== SUPPLIED RECORDS ==

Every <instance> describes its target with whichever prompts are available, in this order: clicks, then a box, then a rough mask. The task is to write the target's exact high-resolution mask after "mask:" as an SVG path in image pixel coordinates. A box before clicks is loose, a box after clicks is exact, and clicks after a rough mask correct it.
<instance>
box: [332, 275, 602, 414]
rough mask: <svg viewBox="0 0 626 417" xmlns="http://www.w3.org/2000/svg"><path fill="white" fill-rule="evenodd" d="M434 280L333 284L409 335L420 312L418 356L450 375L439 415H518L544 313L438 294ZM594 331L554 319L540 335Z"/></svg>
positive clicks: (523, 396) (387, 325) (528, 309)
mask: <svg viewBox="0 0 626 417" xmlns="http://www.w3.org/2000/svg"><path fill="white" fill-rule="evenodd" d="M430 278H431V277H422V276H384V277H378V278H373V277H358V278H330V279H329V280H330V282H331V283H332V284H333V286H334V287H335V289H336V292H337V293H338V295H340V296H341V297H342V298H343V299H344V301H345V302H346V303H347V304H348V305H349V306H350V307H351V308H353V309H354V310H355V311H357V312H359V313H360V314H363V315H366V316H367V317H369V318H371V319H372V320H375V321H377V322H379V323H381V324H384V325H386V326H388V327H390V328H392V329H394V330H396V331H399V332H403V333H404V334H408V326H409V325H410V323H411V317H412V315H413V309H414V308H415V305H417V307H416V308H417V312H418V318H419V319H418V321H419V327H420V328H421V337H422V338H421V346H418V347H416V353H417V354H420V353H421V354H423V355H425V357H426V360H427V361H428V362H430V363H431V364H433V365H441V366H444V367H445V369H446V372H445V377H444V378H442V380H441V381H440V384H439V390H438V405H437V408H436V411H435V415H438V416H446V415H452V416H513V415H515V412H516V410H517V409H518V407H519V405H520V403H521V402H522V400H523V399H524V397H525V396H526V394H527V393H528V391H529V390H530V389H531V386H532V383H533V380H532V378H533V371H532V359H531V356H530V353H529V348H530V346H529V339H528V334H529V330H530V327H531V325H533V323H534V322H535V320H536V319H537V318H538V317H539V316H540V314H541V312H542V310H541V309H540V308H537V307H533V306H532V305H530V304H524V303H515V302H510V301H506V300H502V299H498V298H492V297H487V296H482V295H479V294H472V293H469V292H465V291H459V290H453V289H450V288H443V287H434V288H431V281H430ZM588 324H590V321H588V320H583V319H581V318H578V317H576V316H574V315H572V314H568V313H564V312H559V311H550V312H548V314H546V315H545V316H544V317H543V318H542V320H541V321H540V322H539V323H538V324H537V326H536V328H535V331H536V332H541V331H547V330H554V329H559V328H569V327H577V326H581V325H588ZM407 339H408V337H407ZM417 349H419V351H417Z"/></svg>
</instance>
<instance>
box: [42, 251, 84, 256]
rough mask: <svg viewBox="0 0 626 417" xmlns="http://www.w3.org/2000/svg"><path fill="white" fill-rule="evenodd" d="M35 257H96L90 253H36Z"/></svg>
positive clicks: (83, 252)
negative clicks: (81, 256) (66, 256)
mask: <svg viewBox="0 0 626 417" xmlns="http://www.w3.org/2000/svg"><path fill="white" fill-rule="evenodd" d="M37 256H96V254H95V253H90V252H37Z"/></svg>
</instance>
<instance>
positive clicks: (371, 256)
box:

===

> [WORK TO BE COMPLETED]:
Copy the listing above, beginning with its first line and ending after the line that contains "positive clicks: (523, 396)".

> [ANSWER AREA]:
Every <instance> describes its target with whichever prompts are available, in this order: clicks, then a box, then a rough mask. The task is to write the target's exact high-resolution mask after "mask:" as an SVG path in image pixel coordinates. A box before clicks is loose, a box after clicks is exact, and clicks after a rough mask correct it.
<instance>
box: [332, 275, 602, 414]
rough mask: <svg viewBox="0 0 626 417" xmlns="http://www.w3.org/2000/svg"><path fill="white" fill-rule="evenodd" d="M434 280L333 284L409 335L420 312L418 356L450 375L439 415H518L544 313L438 294ZM594 331L554 319L540 335Z"/></svg>
positive clicks: (523, 396) (387, 325) (528, 309)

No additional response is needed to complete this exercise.